## WHAT YOU HAVE TO DO
Rename "green plant leaf" to "foliage" in the stretch from the line that contains "Outline every instance of the green" through the line that contains "13L288 17L287 17L288". Write out only that stretch again, with nothing else changed.

============================================================

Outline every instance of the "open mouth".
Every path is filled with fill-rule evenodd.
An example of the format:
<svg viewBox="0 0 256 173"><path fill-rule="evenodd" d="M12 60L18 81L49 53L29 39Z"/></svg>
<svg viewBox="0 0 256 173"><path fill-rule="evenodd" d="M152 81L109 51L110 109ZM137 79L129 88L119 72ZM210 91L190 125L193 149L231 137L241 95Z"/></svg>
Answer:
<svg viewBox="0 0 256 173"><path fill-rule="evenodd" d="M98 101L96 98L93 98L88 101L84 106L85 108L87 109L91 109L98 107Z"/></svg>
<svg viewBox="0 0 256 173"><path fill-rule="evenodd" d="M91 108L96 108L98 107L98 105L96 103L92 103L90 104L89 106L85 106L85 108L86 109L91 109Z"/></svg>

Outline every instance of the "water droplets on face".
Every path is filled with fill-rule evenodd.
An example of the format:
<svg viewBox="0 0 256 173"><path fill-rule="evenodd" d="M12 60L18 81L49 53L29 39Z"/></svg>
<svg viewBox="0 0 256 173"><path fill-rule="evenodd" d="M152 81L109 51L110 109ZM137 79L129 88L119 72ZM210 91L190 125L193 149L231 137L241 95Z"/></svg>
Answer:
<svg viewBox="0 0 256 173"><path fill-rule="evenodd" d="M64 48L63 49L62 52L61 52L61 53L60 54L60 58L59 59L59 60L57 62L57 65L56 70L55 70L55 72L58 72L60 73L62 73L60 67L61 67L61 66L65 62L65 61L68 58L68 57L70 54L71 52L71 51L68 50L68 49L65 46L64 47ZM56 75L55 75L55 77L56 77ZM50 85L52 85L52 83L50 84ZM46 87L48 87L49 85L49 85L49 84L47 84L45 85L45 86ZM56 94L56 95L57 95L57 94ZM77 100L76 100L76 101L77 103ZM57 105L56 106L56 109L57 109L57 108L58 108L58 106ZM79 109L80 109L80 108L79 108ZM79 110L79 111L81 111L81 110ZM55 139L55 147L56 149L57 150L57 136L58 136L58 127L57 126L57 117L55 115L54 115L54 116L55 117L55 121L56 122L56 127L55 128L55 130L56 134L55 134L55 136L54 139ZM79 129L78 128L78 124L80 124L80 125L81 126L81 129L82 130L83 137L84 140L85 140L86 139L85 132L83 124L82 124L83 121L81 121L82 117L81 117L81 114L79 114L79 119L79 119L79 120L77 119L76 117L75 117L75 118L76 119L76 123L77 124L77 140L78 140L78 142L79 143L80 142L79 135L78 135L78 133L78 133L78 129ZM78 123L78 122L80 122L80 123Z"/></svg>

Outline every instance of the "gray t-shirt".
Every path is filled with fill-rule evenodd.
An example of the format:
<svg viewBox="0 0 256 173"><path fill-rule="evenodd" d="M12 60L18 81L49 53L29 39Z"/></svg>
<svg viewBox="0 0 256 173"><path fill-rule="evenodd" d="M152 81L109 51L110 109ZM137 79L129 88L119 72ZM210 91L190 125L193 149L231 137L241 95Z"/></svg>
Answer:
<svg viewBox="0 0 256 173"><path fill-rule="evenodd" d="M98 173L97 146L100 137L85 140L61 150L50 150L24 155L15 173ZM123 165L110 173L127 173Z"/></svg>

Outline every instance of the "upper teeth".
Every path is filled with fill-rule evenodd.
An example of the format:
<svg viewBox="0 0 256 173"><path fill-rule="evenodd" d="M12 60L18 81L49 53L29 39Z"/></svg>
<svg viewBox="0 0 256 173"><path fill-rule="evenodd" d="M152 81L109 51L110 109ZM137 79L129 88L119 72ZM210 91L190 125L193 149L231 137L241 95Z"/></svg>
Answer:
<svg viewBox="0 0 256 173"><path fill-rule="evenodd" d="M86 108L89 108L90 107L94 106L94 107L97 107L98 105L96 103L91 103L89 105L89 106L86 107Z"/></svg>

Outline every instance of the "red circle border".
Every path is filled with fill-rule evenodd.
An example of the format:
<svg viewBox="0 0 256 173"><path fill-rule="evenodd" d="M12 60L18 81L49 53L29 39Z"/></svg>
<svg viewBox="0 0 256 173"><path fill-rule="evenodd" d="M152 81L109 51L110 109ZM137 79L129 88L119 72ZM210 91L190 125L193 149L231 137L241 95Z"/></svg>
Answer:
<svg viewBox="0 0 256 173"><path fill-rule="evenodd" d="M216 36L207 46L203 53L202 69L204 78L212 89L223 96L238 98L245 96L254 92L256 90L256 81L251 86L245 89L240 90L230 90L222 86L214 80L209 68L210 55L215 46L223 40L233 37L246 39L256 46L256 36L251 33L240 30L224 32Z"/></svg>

============================================================

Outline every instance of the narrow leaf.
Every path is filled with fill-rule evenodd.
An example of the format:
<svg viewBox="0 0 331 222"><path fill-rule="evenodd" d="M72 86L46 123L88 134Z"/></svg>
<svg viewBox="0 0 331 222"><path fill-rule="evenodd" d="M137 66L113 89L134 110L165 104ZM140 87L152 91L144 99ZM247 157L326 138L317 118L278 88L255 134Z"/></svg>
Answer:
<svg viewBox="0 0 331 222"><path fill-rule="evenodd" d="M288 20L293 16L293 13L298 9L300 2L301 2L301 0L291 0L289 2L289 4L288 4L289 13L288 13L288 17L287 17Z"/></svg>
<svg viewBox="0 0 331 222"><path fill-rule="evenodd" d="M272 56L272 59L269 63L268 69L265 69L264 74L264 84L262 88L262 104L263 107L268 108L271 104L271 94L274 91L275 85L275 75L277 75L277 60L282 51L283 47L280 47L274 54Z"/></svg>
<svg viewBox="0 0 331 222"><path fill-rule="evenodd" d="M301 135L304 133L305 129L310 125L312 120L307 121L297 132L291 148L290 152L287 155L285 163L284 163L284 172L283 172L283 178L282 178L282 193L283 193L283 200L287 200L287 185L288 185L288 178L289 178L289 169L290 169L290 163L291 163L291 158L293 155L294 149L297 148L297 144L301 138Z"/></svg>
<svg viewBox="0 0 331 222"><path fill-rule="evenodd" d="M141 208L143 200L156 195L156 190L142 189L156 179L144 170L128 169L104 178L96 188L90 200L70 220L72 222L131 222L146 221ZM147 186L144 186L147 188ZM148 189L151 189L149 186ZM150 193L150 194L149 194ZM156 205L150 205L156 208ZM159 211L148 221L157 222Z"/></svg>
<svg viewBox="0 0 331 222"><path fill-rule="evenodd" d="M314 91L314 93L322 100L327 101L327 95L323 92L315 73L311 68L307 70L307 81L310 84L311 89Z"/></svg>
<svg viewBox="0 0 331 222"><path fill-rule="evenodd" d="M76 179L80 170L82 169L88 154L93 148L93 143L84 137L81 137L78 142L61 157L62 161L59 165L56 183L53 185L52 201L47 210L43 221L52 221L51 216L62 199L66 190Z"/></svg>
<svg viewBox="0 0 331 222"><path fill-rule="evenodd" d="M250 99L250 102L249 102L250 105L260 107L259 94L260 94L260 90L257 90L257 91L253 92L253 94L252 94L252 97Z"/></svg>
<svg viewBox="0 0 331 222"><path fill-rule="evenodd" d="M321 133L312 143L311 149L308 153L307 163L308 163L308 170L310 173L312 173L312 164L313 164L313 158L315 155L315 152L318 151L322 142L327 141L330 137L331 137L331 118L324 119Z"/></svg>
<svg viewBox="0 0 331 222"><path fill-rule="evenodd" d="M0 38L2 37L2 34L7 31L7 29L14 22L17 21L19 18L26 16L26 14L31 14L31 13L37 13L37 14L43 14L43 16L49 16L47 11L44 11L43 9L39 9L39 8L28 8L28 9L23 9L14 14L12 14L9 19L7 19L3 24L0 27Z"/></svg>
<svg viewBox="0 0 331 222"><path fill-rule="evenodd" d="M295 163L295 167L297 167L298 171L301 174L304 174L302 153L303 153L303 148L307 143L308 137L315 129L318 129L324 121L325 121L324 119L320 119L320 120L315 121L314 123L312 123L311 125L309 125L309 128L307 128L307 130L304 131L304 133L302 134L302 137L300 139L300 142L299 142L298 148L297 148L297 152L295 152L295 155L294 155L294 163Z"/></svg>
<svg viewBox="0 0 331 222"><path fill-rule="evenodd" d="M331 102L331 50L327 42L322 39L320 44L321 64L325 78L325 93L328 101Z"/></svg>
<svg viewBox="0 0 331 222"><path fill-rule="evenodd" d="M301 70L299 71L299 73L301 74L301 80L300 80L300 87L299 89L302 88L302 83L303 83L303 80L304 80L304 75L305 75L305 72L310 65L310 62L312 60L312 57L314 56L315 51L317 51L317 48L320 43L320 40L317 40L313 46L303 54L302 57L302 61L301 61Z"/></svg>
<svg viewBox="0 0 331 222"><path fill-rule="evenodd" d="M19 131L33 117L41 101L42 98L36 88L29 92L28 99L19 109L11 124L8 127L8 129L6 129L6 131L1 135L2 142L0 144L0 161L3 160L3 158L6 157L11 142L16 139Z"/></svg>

============================================================

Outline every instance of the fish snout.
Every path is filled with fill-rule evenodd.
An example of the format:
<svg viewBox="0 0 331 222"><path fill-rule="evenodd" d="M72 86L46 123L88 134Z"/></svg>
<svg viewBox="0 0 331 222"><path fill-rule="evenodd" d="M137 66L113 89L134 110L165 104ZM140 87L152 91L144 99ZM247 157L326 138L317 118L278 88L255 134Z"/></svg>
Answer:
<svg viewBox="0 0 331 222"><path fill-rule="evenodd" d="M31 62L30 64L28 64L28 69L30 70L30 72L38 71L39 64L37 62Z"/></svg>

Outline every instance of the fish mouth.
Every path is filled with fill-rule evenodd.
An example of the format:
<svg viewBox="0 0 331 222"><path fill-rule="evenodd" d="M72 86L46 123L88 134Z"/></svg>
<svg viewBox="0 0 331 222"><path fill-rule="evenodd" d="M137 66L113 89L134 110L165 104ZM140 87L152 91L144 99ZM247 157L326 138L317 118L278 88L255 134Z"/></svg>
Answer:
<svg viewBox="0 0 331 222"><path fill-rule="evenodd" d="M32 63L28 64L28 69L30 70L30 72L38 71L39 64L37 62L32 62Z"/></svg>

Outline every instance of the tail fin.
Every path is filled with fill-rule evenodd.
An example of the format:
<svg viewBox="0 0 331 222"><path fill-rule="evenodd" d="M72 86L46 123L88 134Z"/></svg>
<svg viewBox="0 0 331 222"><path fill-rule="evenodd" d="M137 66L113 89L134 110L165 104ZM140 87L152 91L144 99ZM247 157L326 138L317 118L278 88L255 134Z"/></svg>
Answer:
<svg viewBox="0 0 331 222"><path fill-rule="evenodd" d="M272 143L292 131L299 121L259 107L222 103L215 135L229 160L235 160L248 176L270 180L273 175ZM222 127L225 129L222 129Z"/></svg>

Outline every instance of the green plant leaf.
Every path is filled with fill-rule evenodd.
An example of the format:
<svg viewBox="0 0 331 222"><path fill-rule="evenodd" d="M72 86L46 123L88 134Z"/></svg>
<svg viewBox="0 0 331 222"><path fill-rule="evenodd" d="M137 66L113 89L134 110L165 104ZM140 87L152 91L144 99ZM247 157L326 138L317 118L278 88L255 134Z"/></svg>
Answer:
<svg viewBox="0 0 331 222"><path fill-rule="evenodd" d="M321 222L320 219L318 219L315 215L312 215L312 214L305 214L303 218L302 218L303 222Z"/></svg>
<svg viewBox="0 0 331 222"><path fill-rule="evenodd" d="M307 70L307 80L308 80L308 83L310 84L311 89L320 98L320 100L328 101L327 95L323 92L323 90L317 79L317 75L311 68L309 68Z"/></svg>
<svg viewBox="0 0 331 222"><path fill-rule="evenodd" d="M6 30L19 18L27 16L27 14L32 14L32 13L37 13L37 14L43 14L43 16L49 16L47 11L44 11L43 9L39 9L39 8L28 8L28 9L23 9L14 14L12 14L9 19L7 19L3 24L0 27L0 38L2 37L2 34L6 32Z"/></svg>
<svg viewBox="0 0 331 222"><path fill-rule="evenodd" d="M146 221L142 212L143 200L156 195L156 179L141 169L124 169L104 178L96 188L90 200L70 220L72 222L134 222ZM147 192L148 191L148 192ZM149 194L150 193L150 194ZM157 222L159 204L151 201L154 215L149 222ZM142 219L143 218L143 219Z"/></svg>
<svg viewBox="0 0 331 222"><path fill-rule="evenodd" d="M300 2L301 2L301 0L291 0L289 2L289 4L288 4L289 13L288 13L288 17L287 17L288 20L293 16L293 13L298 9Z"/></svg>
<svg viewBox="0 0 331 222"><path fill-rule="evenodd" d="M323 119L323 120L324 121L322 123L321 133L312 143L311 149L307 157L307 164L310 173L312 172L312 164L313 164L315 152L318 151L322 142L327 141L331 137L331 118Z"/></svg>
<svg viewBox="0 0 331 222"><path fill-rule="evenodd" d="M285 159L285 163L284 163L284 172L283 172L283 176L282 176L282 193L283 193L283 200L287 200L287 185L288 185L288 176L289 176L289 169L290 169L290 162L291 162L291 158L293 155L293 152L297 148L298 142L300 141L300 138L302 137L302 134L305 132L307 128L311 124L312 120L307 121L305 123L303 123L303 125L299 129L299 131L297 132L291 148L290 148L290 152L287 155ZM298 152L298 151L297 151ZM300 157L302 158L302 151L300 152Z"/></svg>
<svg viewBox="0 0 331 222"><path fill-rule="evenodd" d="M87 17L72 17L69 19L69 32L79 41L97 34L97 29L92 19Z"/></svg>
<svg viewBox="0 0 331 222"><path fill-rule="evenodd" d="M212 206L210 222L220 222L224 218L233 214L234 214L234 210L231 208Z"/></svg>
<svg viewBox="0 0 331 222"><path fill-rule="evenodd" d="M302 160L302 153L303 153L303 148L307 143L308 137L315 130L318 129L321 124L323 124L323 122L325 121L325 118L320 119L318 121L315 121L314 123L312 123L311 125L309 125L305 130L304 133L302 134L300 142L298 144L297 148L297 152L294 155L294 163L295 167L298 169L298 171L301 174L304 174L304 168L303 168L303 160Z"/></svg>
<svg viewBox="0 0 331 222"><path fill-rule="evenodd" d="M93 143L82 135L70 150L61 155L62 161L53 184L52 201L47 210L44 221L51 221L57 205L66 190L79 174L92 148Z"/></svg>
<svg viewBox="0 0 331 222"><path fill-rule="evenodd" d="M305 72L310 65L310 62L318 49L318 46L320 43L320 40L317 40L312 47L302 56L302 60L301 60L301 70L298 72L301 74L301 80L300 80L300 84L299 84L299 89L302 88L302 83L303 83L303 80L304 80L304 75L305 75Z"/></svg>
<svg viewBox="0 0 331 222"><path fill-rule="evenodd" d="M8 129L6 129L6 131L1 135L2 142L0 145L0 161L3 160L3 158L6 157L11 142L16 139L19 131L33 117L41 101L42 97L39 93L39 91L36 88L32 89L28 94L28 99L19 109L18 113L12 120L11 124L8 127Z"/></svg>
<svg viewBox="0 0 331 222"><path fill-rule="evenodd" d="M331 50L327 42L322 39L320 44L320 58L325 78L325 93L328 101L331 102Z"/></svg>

============================================================

## CORRECT OUTPUT
Outline every instance of the foliage.
Every path is filled with fill-rule evenodd.
An example of the format:
<svg viewBox="0 0 331 222"><path fill-rule="evenodd" d="M72 86L46 123L88 134Z"/></svg>
<svg viewBox="0 0 331 222"><path fill-rule="evenodd" d="M137 66L113 89L134 110L165 104ZM140 87L152 91L144 99ZM247 157L326 138L317 118L278 88L255 134Z"/></svg>
Answer:
<svg viewBox="0 0 331 222"><path fill-rule="evenodd" d="M321 222L320 219L318 219L315 215L312 215L312 214L305 214L303 218L302 218L303 222Z"/></svg>
<svg viewBox="0 0 331 222"><path fill-rule="evenodd" d="M307 70L307 80L308 80L308 83L310 84L311 89L320 98L320 100L328 101L327 95L323 92L323 90L317 79L317 75L311 68L309 68Z"/></svg>
<svg viewBox="0 0 331 222"><path fill-rule="evenodd" d="M6 30L19 18L27 16L27 14L32 14L32 13L37 13L37 14L43 14L43 16L49 16L47 11L44 11L43 9L39 9L39 8L28 8L28 9L23 9L14 14L12 14L9 19L7 19L3 24L0 27L0 38L2 37L2 34L6 32Z"/></svg>
<svg viewBox="0 0 331 222"><path fill-rule="evenodd" d="M146 221L142 212L143 200L156 195L156 179L141 169L124 169L104 178L96 188L90 200L70 220L72 222L134 222ZM147 192L148 191L148 192ZM149 194L150 193L150 194ZM157 222L159 204L151 201L154 215L149 222ZM142 219L143 218L143 219Z"/></svg>
<svg viewBox="0 0 331 222"><path fill-rule="evenodd" d="M300 2L301 2L301 0L291 0L289 2L289 4L288 4L289 13L288 13L288 17L287 17L288 20L293 16L293 13L298 9Z"/></svg>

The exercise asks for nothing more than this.